• [Exercise task 1] In the passage about Uncle Paul Sakuma, which battalion was he assigned to in Tokyo?
• [Exercise task 2] Please quote everything in the passage about Uncle Paul Sakuma from "Days before my" down to "of the USAF.".
• [Exercise task 3] Continue the passage about Uncle Paul Sakuma after its final sentence.

• [Reading passage]
In 1966, she met Paul Sakuma, a Hawaiian born Nisei. While Uncle Paul told Aunt Eiko he was also put into camp on the Mainland (the article says that, too), I can find no record of his internment. However, Uncle Paul was at some time in Springfield, Massachusetts after the war started. He was “featured” in this newspaper article. Surely, the title of the article was a sign of the times.
Uncle Paul was also drafted in 1944 and was also sent to the MISLS at Fort Snelling, Minnesota. This is the only photo Aunt Eiko has of Uncle Paul in uniform. I stumbled across it last year. Frankly, Aunt Eiko also knew very little of his Army days but I noticed the building in the background (below) as being the old cavalry barracks at Fort Snelling which sparked my researching again. He was also indeed a member of the famed MIS unbeknownst to Aunt Eiko.
Uncle Paul was also immediately dispatched to Tokyo as part of the Occupation Force. He was assigned to the 720th Military Police Battalion and accompanied patrols where his translation abilities were needed. A couple of good patrol stories – ones that men would likely appreciate. Perhaps some ladies, too. No harm, no foul, as the great Chick Hearn said.
Days before my first marriage, I got a call from Aunt Eiko late at night. She was hysterical. Uncle Paul had died of a massive heart attack in 1980 in Tokyo in the new home he had just finished building for them. He had continued living in Tokyo as a civilian employee of the USAF.

• [Excerpted records]
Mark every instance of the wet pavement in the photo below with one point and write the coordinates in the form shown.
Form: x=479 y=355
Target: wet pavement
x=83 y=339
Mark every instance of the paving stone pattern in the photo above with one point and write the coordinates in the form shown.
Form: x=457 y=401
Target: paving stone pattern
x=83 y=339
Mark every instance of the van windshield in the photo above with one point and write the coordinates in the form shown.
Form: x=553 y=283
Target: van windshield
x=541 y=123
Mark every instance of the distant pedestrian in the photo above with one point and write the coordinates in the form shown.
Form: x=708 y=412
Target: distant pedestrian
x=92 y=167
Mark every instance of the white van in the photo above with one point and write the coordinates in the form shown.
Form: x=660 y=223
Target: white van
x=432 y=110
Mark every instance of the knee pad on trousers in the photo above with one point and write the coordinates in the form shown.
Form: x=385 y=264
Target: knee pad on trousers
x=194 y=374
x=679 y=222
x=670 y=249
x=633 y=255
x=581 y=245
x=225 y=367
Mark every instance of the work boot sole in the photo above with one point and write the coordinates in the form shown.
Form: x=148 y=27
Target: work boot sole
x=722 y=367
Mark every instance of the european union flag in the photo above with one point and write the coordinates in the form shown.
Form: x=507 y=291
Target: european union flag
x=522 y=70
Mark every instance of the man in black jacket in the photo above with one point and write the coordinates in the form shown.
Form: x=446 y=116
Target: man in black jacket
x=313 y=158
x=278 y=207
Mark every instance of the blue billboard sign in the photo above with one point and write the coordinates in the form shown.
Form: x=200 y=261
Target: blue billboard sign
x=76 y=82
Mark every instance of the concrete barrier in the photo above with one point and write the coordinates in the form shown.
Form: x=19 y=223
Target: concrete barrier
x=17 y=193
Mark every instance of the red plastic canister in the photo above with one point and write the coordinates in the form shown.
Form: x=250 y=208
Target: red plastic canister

• [Exercise answer 1] The 720th Military Police Battalion.

• [Exercise answer 2]
Days before my first marriage, I got a call from Aunt Eiko late at night. She was hysterical. Uncle Paul had died of a massive heart attack in 1980 in Tokyo in the new home he had just finished building for them. He had continued living in Tokyo as a civilian employee of the USAF.

• [Exercise answer 3]
Like Taro, Uncle Paul was posthumously awarded the CGM. I secured the CGM and surprised her with it. Aunt Eiko “cried for happy” as he held the medal for the first time early this year (below). She loves him greatly to this day. She said, “Even today, Paul brings me great happiness.” If that doesn’t bring a tear to your eyes, well, you’re pretty tough.
As dad volunteered in February 1947, he did not qualify for the CGM. But unbelievably, mom, too, did not know much of what dad did in the Army let alone him being a member of the MIS. Mom said dad never talked much about it except to say he did not enjoy interrogating Japanese soldiers being returned from Russia and Manchuria.
Nevertheless, mom and Aunt Eiko WERE enmeshed with the famed Military Intelligence Service although they didn’t realize it. Fate. They were surrounded by the invaders – secretly. Famous ones at that. A prejudiced opinion, of course.
I am very proud of these Americans. The Congressional Gold Medal is a tremendous honor and finally brings to public light the importance of the intelligence they secretly obtained for our United States of America amidst prejudice and discrimination.
I like to think that these Americans of Japanese heritage weathered the clouds of that time so we could have glorious sunshine today.